• [SELECTION]
That is close to 2 percentage points, this negative market mix, which is also one of the reasons, and that's, say, even less unfavorable now than we saw a quarter ago. Those are some explanations.
On top of that, we see that some of the launches in China have been a bit delayed, and that they are not coming through fully in line with our expectations that we had here about a quarter ago. Those are the main reasons why you don't see that LVP estimate increase come through on our organic sales guidance.
Colin Langan: Got it. The margin in the quarter was very strong. I thought Q3 is typically one of your weaker margins. Anything unusual in the quarter? I noticed you flagged supplier settlements. I kind of get the non-repeat of bad news last year. Is the $15 million of supplier compensation additional good news? Is that one-time in nature? How should we think of that? Anything else that's maybe possibly one-time in nature in the quarter that drove the strong margin?
Fredrik Westin: Yeah. The $50 million there is a one-time, and it is compensation from a supplier for historical costs that we had versus our customers there. It is one time in the quarter here, for previous costs that we have had. I would say here also that, I think what you saw in the quarter here was that we had slightly higher sales than expected. That was an important component, of course. I think most importantly here is that we continue to see a very strong delivery of the internal improvement work that we are so focused on and that we have been focused on for a while, leading to our targets here.
Good work done by the whole Autoliv team here across the whole value chain.
Colin Langan: Got it. All right. Thanks for taking my questions.
Operator: Thank you. We are now going to proceed with our next question. The questions come from the line of Björn Inoson from Danske Bank. Please ask your question.
Björn Inoson: Hi. Thanks for taking my question. On your implied guidance for Q4 and also on your a little bit cautious comments on Q4, it looks like there are a little bit of temporary negative effects that you are talking about. Should we extrapolate the Q4 trends looking into 2026? Are you quite happy with the productivity work and also that coil-offs look again a little bit better? Should we have as a base assumption that you should progress again towards the midterm target of 12%? How should we look upon that? Thank you.
Fredrik Westin: Yeah. I think, first of all, that we feel confident when it comes to our ability to eventually get to our 12% target. No doubt about that. What you see here in the Q3, Q4 movement is nothing if you read into that. I think, as I said before, we see very good progress in terms of the activities that we control ourselves. We see really good traction when it comes to the strategic initiatives that we have outlined some time back. Good progress there. I think when you look at Q4 over Q4, it's, I would say, more of, first of all, a normalization of the quarters. Q4 is still the strongest quarter in the year.

• [TASK TO COMPLETE] From the earnings call transcript, extract the text between "On top of that, we" and "the strong margin?", inclusive, word for word.

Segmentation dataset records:
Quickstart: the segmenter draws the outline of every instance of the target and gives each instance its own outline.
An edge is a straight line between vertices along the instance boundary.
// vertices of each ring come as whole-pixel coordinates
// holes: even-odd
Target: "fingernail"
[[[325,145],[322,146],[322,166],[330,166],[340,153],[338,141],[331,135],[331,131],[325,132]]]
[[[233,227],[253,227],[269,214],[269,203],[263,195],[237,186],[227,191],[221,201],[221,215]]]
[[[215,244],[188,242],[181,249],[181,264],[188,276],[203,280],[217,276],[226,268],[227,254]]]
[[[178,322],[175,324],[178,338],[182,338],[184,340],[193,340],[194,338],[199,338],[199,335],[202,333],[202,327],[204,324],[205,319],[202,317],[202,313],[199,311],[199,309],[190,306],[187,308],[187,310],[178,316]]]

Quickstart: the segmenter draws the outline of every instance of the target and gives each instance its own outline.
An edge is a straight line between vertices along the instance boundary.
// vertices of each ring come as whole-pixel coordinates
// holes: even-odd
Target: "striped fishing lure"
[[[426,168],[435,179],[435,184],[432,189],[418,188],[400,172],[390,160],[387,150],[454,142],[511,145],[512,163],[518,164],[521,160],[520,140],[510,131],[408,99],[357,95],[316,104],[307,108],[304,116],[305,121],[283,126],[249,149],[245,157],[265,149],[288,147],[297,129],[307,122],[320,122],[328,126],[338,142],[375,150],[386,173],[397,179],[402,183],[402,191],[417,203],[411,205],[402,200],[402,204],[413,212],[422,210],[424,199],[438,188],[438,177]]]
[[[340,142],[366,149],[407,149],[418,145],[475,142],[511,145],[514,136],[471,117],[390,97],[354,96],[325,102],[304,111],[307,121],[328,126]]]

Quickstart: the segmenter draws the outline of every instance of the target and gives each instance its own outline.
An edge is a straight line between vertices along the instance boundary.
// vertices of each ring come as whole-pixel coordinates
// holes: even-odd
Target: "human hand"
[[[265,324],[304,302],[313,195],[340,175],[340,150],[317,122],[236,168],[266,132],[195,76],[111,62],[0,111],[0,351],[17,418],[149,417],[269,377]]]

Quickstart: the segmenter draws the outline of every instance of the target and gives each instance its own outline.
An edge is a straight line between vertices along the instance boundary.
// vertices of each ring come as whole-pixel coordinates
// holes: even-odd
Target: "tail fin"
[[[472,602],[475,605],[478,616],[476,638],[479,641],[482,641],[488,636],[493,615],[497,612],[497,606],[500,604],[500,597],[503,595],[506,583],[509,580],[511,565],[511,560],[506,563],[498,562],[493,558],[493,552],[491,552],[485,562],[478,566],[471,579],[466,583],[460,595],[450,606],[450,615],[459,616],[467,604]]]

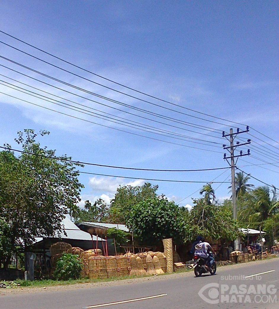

• [CORRECT RESULT]
On top of that, we see that some of the launches in China have been a bit delayed, and that they are not coming through fully in line with our expectations that we had here about a quarter ago. Those are the main reasons why you don't see that LVP estimate increase come through on our organic sales guidance.
Colin Langan: Got it. The margin in the quarter was very strong. I thought Q3 is typically one of your weaker margins. Anything unusual in the quarter? I noticed you flagged supplier settlements. I kind of get the non-repeat of bad news last year. Is the $15 million of supplier compensation additional good news? Is that one-time in nature? How should we think of that? Anything else that's maybe possibly one-time in nature in the quarter that drove the strong margin?